Stored data entries:
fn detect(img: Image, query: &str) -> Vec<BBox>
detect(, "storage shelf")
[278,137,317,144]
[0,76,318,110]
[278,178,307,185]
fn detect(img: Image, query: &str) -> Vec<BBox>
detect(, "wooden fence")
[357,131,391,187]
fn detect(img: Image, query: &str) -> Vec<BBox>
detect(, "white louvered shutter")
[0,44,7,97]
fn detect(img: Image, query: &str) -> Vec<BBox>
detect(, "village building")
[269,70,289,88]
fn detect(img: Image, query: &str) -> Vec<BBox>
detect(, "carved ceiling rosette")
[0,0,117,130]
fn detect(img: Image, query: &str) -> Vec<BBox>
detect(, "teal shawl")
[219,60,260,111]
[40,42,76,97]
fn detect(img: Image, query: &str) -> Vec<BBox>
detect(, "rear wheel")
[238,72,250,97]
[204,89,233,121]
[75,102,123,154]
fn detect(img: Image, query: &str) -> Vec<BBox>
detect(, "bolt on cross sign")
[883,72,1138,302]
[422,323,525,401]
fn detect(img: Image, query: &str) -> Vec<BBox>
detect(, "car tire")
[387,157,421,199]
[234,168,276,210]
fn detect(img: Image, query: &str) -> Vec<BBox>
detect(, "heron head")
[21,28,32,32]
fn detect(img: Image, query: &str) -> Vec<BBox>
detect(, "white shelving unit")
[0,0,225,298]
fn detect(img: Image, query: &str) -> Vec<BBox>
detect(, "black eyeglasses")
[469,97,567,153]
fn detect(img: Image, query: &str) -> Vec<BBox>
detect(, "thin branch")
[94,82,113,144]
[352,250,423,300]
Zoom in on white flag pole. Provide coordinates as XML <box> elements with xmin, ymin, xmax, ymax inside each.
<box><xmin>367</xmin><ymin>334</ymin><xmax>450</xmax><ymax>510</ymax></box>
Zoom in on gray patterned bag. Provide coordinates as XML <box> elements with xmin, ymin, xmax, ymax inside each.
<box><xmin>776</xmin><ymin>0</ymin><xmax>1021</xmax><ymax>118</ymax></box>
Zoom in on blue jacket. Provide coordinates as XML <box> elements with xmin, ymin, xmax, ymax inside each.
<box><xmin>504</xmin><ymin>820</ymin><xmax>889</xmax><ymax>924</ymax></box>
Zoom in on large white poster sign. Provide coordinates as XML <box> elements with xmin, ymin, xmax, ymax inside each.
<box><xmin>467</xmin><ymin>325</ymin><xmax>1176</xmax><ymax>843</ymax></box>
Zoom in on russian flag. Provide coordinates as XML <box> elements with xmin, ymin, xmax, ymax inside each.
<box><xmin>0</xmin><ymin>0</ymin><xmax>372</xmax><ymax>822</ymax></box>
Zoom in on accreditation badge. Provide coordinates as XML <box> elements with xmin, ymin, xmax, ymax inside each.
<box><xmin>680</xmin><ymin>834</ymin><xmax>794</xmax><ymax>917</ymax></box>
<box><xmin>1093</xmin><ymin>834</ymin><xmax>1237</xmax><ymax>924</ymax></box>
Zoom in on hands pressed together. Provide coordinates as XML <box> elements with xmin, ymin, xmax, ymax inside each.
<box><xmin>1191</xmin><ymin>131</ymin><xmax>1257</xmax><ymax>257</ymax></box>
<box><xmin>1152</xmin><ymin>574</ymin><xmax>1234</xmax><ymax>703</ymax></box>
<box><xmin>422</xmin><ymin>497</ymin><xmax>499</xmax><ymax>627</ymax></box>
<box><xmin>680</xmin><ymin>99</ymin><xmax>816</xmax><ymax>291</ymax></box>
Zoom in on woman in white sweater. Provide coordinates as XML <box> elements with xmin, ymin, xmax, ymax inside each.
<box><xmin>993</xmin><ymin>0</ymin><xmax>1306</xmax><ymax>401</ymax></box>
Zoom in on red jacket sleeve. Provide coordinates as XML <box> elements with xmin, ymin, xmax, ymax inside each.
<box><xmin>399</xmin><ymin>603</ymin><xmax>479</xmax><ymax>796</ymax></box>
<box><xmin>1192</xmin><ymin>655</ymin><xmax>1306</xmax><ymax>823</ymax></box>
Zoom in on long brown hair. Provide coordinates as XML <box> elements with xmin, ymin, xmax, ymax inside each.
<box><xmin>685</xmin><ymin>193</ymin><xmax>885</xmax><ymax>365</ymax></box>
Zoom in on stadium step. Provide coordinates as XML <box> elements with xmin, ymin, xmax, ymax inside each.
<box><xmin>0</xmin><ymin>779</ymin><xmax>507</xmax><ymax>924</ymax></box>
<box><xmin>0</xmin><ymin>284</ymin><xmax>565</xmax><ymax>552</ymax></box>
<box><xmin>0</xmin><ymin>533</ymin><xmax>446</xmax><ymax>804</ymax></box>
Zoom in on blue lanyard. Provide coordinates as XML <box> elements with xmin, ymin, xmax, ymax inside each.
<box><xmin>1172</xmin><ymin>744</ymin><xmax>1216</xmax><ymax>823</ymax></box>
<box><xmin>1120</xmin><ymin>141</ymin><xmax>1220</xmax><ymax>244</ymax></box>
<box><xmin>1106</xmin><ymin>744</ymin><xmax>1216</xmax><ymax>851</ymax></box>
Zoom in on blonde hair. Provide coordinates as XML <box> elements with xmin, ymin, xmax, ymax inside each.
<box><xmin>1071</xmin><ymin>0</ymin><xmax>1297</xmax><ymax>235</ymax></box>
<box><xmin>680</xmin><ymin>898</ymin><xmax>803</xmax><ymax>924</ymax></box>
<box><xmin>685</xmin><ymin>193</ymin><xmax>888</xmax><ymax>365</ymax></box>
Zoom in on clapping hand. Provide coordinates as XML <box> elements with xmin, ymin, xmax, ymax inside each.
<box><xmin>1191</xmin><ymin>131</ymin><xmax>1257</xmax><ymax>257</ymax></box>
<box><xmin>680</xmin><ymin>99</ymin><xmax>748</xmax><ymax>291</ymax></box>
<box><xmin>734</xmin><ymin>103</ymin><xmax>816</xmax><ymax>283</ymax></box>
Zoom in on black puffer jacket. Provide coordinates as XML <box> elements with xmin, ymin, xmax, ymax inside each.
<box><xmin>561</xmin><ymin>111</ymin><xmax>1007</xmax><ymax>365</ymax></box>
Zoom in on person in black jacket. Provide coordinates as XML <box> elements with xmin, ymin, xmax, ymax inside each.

= What is being asked =
Filter the records above, copying every line that contains the word "white". Case counts.

= The answer =
detect(, "white louvered shutter")
detect(, "white shelving unit")
Zoom in on white flag pole. Provide coordinates as XML <box> elements with xmin, ymin, xmax, ymax inside each.
Zoom in on large white poster sign. Provide coordinates as XML <box> elements with xmin, ymin, xmax, ymax inside each.
Zoom in on woman in white sweater. Provide coordinates as XML <box> elements with xmin, ymin, xmax, ymax inside each.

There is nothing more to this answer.